## Input rows
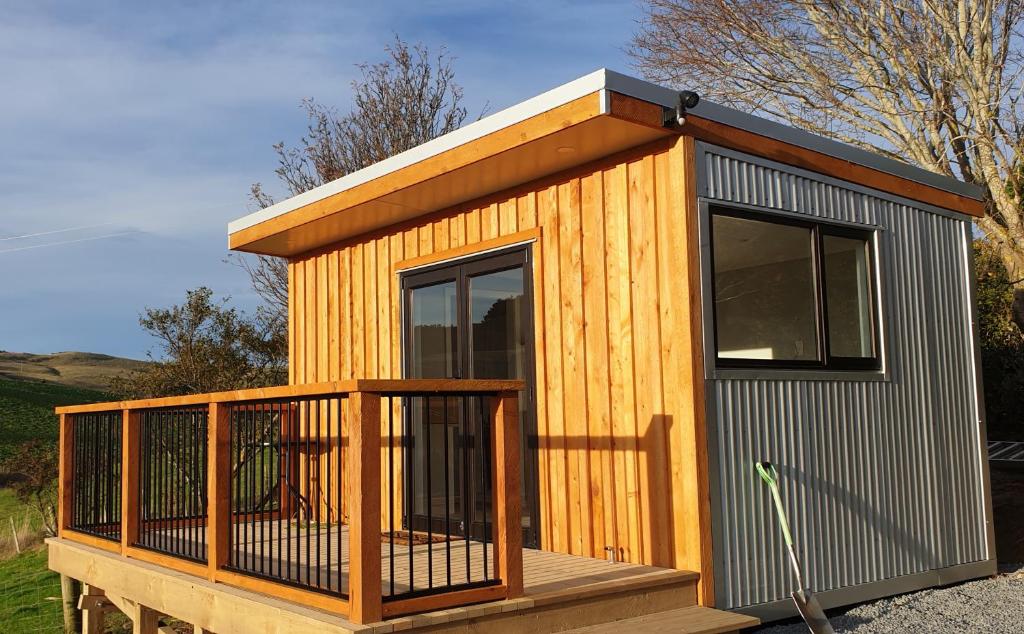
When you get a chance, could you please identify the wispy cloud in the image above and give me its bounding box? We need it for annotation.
[0,0,636,356]
[0,230,140,253]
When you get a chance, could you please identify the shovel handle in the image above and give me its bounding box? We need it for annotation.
[754,461,793,550]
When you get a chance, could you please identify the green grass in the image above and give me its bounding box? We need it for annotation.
[0,379,109,462]
[0,548,63,634]
[0,379,109,634]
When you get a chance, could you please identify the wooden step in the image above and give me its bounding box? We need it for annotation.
[566,605,761,634]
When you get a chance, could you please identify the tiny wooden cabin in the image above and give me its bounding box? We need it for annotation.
[51,71,995,632]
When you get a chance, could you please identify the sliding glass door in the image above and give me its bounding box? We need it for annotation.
[401,248,538,547]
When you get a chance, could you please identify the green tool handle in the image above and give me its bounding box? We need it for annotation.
[754,462,793,548]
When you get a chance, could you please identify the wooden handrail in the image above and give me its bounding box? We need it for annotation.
[57,379,524,624]
[54,379,525,414]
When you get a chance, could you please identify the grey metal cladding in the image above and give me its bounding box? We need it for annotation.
[605,71,982,200]
[697,143,989,608]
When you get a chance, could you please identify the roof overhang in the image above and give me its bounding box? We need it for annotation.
[228,69,981,257]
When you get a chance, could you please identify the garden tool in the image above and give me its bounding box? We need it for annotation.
[754,462,835,634]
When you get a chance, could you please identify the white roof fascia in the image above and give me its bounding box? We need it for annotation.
[227,69,609,234]
[227,69,982,239]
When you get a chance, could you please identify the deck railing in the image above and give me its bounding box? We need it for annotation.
[57,379,522,623]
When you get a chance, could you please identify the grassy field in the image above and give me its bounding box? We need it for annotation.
[0,547,63,634]
[0,378,108,460]
[0,350,146,391]
[0,378,108,634]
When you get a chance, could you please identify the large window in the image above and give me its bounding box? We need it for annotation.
[711,208,880,370]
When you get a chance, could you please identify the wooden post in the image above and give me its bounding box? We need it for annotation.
[128,602,160,634]
[345,392,383,624]
[490,392,522,599]
[78,584,108,634]
[57,414,75,537]
[10,515,22,554]
[60,575,79,634]
[121,410,142,556]
[206,403,231,581]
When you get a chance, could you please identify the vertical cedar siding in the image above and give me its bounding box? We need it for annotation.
[289,137,707,570]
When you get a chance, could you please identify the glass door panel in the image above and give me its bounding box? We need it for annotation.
[467,266,534,544]
[402,250,538,546]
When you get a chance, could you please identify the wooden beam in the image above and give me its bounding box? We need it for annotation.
[394,227,541,273]
[121,410,142,555]
[346,392,383,624]
[206,403,231,581]
[383,584,508,619]
[57,414,75,537]
[54,379,524,415]
[490,392,522,599]
[682,137,715,607]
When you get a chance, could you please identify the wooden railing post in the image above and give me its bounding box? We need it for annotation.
[206,403,231,581]
[121,410,142,555]
[57,414,75,537]
[490,392,522,599]
[346,391,383,624]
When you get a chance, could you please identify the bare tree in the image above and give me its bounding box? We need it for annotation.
[630,0,1024,279]
[239,36,467,324]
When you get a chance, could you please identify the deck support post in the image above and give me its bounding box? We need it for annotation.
[490,392,522,599]
[206,403,231,581]
[78,584,112,634]
[345,391,383,624]
[121,410,142,556]
[60,575,79,634]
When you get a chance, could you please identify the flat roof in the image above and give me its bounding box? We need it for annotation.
[227,69,982,248]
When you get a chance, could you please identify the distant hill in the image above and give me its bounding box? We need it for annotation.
[0,378,110,463]
[0,351,146,391]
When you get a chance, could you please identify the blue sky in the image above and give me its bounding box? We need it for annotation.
[0,0,639,358]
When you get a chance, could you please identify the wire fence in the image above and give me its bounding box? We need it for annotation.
[0,545,63,634]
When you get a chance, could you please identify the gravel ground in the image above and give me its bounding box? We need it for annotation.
[752,564,1024,634]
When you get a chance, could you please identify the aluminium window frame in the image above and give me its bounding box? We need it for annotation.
[707,203,882,372]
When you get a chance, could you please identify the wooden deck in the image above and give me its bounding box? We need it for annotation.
[146,521,679,596]
[48,532,712,634]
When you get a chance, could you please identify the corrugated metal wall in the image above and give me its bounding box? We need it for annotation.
[697,142,987,607]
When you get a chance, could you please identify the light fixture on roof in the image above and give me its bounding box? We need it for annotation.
[665,90,700,128]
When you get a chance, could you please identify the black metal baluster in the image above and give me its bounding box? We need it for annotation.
[476,394,491,581]
[322,397,334,592]
[460,395,473,583]
[402,396,416,592]
[300,398,315,585]
[387,396,394,596]
[253,403,267,575]
[335,396,345,594]
[274,400,288,578]
[227,406,242,567]
[441,395,452,586]
[424,396,434,589]
[316,398,326,588]
[285,400,296,580]
[246,403,259,573]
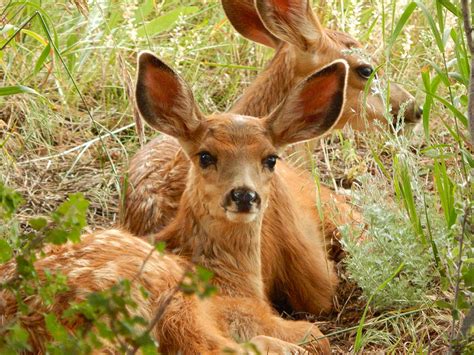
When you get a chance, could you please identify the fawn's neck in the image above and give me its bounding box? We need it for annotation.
[165,182,265,299]
[231,46,297,117]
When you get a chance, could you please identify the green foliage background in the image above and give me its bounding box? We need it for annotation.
[0,0,474,352]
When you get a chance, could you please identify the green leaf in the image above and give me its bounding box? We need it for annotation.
[33,43,51,75]
[354,262,405,353]
[0,239,13,264]
[437,0,461,17]
[138,6,199,37]
[0,85,41,96]
[389,2,416,48]
[28,217,48,231]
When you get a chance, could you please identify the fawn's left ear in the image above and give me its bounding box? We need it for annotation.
[135,52,203,141]
[265,60,349,146]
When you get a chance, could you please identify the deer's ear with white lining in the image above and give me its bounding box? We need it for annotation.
[265,60,349,146]
[135,52,203,141]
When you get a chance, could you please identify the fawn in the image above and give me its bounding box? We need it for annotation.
[121,1,364,313]
[0,52,347,354]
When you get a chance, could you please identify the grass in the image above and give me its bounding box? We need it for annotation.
[0,0,474,353]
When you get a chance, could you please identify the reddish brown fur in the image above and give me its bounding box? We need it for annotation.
[121,1,363,313]
[0,53,347,354]
[0,230,322,354]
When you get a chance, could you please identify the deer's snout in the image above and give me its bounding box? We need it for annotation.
[225,187,261,213]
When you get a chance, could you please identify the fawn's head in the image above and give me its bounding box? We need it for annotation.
[222,0,422,130]
[136,52,347,222]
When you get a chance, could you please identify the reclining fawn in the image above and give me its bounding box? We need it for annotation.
[0,52,347,354]
[121,0,390,313]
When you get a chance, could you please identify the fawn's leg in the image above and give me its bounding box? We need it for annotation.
[209,297,329,354]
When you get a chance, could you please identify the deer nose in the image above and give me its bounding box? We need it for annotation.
[230,187,260,213]
[230,188,257,204]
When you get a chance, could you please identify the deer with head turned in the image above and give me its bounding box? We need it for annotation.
[0,52,347,354]
[121,1,370,314]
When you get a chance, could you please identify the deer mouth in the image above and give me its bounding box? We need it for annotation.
[225,210,257,223]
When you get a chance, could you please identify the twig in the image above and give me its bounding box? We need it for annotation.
[461,0,474,144]
[461,0,474,54]
[17,123,135,165]
[449,205,471,350]
[298,308,428,346]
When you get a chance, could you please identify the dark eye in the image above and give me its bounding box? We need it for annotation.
[198,152,217,169]
[262,154,278,171]
[357,65,374,79]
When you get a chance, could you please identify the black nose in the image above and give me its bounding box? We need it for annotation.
[230,187,260,212]
[230,188,257,203]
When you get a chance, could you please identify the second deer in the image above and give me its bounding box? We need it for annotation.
[0,52,347,354]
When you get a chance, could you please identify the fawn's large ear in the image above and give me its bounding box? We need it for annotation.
[255,0,324,51]
[265,60,349,146]
[222,0,280,48]
[135,52,203,140]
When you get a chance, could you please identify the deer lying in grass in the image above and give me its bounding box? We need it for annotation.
[121,0,421,236]
[0,52,347,354]
[121,0,384,313]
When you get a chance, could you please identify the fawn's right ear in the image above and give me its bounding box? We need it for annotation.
[221,0,281,48]
[135,52,203,141]
[265,60,349,147]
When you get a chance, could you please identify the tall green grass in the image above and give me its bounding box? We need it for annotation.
[0,0,474,352]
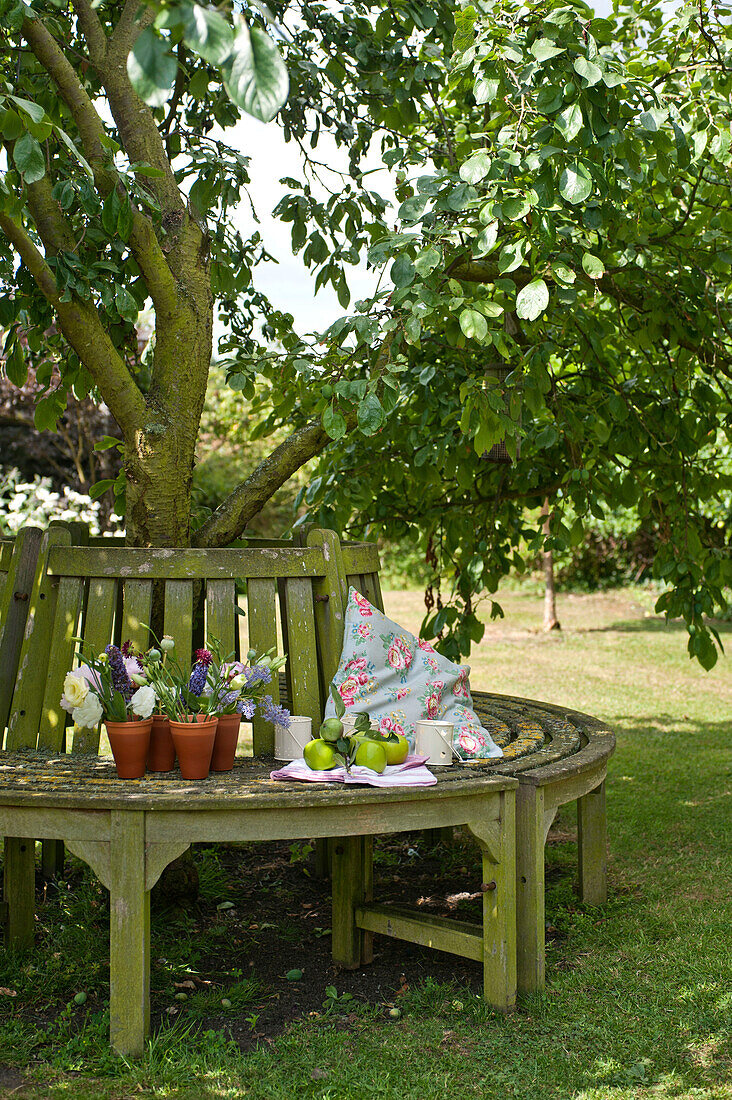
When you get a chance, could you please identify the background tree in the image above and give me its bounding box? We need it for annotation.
[0,0,732,664]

## Aim
Copy out the items word for word, from the line containing "the fawn's left" through the line containing "[225,187,261,213]", with both of those lines included.

## Answer to the exercise
When you get a chance, could you please identify the fawn's left ear in the image above and give me its bounding box? We need it for annotation.
[135,52,203,141]
[265,60,349,146]
When you get a chance, could you please identify the deer's ear with white lining in the image above and give me its bounding box? We need it for annotation.
[265,60,349,146]
[135,52,203,141]
When you get a chance, could you please identify the fawn in the image above and give me its bounding box? We need it for annotation.
[121,1,364,313]
[0,52,347,354]
When you get a chance, could you please identify the grass in the image above and give me its bounding box? We need it for annotation.
[0,0,474,353]
When you get a chance, could you please identify the reddish brown fur in the image above and give me its bounding box? We need it for annotation.
[121,1,363,313]
[0,53,347,354]
[0,230,322,354]
When you get a chance, could you please identify the deer's snout in the image above and give me its bounding box? We need it for annotation.
[225,187,261,213]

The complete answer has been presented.